Three Arab kings stand against tide of revolt

The Arab world's three kings -- Khalid of Saudi Arabia, Hussein of Jordan, and Hassan of Morocco -- are closing ranks to meet what they regard as a tide of radicalism and revolt sweeping outward from embattled Iran.

Each monarch supports Iraq in its continuing war with Iran's ayatollahs -- in his own way and for his own reasons. All appear to agree that Tehran's brand of militant Shia Islam and its radical Arab allies, Syria and Libya, have become threats.

Each expects, in turn, that Iraq will continue its support of them: Saudi Arabia against subversion, Jordan against both Israel and the new Syria-Soviet alliance, if need be, and Morocco against the Algerian- and Libyan-backed Polisario Front guerrillas waging a five-year-old war of attrition against Morocco's royal armed forces in the western Sahara.

Here, in the Arab world's extreme west, King Hassan turned this weekend from entertaining Britain's visiting Queen Elizabeth II to face a possible adverse majority vote on the long-smoldering Sahara question in the United Nations.

• **WORK INSTRUCTION 1**:
Reproduce the passage of the article on the three Arab kings starting at "Three Arab kings" and ending at "have become threats.".
• **WORK INSTRUCTION 2**:
Answer these questions from the article on the three Arab kings:
(a) Which three kings does it name, and what country does each rule?
(b) Which country does each monarch support in its war with Iran?
(c) Whom was King Hassan entertaining this weekend?

Dataset entries:
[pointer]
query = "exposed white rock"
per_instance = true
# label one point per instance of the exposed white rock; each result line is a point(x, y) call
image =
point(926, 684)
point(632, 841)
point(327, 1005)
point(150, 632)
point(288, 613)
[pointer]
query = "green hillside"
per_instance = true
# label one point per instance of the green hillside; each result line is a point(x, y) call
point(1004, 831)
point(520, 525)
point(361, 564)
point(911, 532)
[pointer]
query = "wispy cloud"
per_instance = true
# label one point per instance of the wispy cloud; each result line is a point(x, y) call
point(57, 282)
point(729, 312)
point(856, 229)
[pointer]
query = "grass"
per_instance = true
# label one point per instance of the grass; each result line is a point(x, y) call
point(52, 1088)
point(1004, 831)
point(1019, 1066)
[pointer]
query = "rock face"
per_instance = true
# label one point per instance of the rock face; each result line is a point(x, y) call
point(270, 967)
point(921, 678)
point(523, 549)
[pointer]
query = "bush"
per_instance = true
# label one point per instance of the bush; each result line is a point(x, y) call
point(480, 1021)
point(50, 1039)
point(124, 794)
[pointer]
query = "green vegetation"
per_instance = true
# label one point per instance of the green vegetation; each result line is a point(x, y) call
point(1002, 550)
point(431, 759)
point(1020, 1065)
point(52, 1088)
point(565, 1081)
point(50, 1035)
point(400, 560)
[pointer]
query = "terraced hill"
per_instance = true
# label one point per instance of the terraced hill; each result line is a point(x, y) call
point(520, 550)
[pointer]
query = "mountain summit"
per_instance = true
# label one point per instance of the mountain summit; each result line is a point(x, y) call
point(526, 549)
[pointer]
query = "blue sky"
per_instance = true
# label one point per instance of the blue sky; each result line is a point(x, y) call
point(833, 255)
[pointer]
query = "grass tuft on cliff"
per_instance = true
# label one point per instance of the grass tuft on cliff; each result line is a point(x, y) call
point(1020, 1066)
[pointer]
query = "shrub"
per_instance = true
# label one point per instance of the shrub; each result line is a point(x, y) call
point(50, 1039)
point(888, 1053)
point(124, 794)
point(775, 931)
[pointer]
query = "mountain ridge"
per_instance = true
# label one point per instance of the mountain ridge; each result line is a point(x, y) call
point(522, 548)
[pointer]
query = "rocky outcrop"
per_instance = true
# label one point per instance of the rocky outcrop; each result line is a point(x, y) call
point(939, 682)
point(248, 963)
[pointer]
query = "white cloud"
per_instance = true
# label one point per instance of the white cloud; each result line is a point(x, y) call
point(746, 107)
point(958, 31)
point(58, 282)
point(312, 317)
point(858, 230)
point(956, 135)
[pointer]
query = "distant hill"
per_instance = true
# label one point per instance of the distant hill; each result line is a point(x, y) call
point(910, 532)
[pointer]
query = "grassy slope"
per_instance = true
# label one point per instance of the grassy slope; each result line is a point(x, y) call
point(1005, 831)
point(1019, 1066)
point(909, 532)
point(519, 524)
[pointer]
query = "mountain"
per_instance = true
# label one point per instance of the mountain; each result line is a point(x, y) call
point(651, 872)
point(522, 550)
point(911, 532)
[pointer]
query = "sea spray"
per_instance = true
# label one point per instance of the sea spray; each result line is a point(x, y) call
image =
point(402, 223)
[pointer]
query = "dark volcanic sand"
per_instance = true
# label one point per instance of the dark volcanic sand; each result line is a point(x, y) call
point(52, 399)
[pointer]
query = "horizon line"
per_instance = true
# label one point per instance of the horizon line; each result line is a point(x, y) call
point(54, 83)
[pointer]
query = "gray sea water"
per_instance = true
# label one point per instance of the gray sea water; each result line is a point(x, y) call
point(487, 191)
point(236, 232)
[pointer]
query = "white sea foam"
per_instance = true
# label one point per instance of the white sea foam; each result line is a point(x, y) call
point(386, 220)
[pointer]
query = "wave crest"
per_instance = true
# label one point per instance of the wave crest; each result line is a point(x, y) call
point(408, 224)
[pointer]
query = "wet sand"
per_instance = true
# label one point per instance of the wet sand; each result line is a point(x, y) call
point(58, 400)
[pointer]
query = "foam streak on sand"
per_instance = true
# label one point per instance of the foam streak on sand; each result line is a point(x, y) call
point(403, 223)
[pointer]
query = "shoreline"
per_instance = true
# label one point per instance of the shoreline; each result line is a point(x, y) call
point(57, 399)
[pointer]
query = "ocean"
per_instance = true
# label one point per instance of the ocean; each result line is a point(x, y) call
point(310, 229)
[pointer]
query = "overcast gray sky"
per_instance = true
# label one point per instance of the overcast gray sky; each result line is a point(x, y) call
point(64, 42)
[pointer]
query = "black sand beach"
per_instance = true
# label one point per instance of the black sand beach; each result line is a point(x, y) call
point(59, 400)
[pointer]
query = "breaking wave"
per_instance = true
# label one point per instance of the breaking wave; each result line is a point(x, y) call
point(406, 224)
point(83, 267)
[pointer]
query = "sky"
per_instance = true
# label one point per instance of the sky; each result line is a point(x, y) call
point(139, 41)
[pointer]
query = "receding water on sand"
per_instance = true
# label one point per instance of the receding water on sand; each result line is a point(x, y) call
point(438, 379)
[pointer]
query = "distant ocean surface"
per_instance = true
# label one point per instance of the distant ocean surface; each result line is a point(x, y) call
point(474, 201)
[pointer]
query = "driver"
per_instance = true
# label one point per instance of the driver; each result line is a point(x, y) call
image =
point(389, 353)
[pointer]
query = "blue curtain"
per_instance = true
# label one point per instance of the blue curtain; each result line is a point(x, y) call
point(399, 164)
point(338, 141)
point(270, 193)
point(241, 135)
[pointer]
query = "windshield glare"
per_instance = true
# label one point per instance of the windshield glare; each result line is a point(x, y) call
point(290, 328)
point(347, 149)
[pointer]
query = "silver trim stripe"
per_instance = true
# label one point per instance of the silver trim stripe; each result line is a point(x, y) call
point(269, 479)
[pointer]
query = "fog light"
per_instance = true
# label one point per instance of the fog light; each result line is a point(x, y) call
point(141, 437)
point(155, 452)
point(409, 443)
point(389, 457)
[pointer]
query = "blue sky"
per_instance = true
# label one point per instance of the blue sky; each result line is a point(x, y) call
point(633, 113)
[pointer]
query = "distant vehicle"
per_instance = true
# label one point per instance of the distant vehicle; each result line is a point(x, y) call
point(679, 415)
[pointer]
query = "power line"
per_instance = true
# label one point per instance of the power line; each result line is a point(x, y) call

• **EXPECTED ANSWER 1**:
Three Arab kings stand against tide of revolt

The Arab world's three kings -- Khalid of Saudi Arabia, Hussein of Jordan, and Hassan of Morocco -- are closing ranks to meet what they regard as a tide of radicalism and revolt sweeping outward from embattled Iran.

Each monarch supports Iraq in its continuing war with Iran's ayatollahs -- in his own way and for his own reasons. All appear to agree that Tehran's brand of militant Shia Islam and its radical Arab allies, Syria and Libya, have become threats.

• **EXPECTED ANSWER 2**:
(a) Khalid of Saudi Arabia, Hussein of Jordan, and Hassan of Morocco
(b) Iraq
(c) Britain's visiting Queen Elizabeth II